What to do. Scan the records below for the line containing "Where can the woman in" and the line containing "Target: black gym equipment". Copy both, plus every line between, exactly.

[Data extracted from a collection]
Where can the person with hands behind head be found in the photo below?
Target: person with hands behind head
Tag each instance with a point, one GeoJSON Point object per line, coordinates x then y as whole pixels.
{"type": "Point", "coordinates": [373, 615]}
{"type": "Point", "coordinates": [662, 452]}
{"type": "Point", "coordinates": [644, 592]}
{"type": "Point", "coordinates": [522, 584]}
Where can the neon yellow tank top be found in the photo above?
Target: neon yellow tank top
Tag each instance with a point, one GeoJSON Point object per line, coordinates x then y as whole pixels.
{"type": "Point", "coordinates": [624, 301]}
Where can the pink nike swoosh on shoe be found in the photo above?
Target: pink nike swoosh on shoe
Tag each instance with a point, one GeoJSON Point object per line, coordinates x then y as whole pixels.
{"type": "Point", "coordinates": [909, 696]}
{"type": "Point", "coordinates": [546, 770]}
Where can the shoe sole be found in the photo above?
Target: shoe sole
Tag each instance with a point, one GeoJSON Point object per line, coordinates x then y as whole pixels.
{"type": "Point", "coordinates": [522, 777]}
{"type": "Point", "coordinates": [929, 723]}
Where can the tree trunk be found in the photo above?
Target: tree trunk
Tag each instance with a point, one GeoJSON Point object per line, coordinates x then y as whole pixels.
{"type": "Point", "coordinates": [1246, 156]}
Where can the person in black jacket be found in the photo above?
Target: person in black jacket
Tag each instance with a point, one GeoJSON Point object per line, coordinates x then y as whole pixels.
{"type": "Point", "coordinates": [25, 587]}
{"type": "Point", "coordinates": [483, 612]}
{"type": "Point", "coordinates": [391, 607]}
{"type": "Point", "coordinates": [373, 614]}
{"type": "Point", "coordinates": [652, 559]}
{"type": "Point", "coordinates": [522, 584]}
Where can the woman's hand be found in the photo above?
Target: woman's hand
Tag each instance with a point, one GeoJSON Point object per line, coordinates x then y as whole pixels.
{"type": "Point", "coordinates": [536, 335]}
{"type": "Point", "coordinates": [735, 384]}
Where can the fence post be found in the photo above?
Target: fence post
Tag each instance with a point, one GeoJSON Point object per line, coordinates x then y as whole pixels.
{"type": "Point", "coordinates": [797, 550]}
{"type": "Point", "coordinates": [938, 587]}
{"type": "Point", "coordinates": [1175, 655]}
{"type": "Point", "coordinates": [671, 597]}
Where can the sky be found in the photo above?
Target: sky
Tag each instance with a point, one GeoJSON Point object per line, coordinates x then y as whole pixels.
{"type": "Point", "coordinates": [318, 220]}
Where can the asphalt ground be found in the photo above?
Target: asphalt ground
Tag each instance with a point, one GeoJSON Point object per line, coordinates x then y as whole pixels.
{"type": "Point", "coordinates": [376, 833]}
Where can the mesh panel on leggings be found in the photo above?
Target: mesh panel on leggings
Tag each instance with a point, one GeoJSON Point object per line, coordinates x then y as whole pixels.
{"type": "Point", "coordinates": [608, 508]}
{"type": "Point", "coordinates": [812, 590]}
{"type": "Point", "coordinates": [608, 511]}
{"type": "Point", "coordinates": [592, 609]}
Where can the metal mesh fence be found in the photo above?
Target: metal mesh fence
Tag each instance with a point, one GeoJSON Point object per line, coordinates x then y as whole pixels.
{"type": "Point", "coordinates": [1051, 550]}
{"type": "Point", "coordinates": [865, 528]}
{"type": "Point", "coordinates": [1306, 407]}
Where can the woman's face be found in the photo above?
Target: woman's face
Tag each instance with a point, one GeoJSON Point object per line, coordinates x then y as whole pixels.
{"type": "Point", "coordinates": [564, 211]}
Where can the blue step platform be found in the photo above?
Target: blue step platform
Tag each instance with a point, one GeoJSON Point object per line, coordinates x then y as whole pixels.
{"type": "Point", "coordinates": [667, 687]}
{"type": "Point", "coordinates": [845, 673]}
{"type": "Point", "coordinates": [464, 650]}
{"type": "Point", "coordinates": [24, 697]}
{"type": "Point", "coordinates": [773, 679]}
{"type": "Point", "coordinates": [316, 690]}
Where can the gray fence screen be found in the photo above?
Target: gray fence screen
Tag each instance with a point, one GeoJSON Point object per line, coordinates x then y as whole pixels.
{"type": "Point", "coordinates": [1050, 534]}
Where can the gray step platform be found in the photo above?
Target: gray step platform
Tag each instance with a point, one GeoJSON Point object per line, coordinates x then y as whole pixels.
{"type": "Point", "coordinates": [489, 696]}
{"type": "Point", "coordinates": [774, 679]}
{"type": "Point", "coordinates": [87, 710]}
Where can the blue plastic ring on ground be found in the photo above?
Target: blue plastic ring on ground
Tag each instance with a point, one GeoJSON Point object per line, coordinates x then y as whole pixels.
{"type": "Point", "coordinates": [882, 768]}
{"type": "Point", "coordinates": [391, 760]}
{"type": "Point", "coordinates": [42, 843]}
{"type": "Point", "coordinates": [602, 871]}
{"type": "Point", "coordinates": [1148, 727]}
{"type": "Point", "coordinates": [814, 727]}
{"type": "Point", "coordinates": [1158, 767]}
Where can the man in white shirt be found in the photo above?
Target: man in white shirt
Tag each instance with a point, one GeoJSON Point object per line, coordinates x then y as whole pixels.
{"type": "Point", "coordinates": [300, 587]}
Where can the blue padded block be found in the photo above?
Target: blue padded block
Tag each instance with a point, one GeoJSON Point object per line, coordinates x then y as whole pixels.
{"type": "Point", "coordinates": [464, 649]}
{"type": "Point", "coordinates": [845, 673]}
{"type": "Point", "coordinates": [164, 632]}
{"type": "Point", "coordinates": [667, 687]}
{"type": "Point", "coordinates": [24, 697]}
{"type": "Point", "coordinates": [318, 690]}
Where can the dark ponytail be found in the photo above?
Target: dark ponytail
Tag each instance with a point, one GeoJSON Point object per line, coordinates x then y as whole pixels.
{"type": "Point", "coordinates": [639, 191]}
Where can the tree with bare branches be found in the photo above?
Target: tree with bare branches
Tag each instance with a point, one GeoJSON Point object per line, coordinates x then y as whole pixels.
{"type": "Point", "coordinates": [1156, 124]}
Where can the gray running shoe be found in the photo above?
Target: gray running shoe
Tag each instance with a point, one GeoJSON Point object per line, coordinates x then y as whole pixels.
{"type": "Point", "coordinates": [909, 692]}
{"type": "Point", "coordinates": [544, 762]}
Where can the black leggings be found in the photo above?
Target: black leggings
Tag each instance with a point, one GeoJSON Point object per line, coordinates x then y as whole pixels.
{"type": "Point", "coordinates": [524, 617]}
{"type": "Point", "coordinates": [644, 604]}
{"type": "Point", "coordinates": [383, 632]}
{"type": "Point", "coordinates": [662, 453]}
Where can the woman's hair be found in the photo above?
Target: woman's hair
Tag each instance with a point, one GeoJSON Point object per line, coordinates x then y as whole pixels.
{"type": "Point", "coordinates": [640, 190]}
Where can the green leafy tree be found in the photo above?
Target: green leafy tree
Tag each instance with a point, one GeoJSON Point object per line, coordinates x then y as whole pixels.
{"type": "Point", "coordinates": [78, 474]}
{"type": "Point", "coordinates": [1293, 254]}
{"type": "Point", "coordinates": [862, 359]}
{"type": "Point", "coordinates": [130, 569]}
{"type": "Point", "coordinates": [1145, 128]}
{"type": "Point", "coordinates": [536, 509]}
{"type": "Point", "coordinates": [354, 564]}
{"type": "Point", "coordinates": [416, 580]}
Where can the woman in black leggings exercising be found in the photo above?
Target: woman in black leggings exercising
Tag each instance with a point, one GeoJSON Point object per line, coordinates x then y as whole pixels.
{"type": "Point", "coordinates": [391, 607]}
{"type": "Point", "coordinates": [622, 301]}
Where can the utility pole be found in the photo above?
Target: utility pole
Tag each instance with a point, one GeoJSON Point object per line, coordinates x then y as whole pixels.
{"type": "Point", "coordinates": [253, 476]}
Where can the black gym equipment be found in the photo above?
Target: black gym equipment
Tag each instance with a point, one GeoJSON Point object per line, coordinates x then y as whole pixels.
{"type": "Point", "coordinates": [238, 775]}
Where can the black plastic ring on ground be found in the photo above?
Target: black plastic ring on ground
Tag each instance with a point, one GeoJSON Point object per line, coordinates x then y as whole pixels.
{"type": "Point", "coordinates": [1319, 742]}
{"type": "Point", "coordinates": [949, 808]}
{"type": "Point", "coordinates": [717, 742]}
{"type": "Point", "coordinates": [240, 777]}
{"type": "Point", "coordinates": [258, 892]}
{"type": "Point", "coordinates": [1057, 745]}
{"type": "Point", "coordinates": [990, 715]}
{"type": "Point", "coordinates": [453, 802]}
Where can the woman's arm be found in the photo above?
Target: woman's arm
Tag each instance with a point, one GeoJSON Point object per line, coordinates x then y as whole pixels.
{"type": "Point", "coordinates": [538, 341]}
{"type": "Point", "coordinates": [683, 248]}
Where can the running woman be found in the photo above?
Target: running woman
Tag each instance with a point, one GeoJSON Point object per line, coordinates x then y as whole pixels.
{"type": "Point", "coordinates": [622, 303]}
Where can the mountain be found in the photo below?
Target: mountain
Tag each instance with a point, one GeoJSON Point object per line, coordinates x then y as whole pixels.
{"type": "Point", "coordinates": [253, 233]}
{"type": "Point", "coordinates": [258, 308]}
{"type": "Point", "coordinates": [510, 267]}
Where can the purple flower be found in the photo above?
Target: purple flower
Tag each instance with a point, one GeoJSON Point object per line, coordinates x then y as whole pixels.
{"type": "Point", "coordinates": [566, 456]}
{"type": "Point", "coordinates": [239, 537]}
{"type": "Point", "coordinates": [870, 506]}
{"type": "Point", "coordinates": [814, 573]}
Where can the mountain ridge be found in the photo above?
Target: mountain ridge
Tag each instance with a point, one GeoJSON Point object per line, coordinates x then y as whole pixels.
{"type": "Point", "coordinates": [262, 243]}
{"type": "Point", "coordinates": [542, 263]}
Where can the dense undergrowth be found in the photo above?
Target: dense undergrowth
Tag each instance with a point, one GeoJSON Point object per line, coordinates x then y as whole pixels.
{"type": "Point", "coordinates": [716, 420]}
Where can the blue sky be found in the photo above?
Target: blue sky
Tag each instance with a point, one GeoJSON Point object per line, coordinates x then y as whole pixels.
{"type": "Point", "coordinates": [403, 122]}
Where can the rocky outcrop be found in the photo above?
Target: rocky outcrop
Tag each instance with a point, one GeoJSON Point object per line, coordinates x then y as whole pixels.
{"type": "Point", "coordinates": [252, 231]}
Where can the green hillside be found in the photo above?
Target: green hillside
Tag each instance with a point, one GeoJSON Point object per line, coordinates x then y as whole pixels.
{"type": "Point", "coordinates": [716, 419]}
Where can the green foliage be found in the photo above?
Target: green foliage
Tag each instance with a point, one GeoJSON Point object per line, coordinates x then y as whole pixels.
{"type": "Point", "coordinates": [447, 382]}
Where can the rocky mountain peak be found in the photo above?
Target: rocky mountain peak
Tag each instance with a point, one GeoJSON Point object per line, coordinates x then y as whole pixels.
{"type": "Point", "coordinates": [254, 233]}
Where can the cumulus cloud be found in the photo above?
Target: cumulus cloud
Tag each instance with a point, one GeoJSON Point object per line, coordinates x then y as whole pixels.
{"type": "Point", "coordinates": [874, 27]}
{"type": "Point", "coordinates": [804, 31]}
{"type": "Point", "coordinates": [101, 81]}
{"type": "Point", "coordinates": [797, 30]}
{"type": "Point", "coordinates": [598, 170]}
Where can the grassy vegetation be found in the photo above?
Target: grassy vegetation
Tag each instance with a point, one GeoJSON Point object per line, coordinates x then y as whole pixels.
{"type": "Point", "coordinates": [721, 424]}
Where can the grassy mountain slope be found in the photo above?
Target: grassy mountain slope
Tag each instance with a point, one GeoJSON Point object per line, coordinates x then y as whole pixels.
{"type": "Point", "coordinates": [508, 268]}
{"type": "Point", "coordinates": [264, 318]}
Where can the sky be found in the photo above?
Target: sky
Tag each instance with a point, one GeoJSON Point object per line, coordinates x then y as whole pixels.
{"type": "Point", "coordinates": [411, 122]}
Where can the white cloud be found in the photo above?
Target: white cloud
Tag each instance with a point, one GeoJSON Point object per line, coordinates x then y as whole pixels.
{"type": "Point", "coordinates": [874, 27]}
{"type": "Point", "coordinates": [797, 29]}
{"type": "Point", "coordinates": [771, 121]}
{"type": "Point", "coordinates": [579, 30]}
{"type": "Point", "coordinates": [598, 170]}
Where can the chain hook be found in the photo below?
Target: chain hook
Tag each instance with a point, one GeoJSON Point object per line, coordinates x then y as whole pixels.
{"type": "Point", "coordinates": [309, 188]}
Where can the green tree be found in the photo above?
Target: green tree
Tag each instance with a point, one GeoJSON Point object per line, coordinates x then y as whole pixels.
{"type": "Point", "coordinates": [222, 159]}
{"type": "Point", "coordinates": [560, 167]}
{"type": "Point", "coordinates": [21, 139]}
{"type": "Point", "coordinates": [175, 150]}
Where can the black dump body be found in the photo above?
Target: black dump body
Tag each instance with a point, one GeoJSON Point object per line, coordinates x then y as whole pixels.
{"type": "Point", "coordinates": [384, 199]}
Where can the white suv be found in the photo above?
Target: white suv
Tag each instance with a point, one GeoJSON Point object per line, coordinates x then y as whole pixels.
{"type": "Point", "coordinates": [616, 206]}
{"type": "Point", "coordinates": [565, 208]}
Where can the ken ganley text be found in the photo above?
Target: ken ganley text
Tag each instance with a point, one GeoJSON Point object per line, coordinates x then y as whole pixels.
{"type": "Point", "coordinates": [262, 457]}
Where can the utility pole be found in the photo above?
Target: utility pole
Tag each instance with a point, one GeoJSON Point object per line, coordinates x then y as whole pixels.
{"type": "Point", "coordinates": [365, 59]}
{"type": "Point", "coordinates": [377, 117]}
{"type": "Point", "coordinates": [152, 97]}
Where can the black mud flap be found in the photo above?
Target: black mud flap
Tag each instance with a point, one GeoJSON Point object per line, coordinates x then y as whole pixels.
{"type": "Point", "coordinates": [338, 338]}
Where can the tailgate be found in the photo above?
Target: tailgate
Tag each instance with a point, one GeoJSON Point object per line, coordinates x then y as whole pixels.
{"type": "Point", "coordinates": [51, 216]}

Your response.
Where can the woman in black leggings exercising be found in the photo above?
Target: woman in black leggings exercising
Tag each instance with a point, one GeoJSON Point object per line, coordinates x then y as whole pixels.
{"type": "Point", "coordinates": [391, 607]}
{"type": "Point", "coordinates": [622, 301]}
Where can the utility pole be found in the photo above?
Target: utility pole
Tag each instance with a point, one GeoJSON Point object per line, coordinates x then y as whole pixels.
{"type": "Point", "coordinates": [253, 476]}
Where can the black gym equipment be found in the photo above?
Target: black gym equipment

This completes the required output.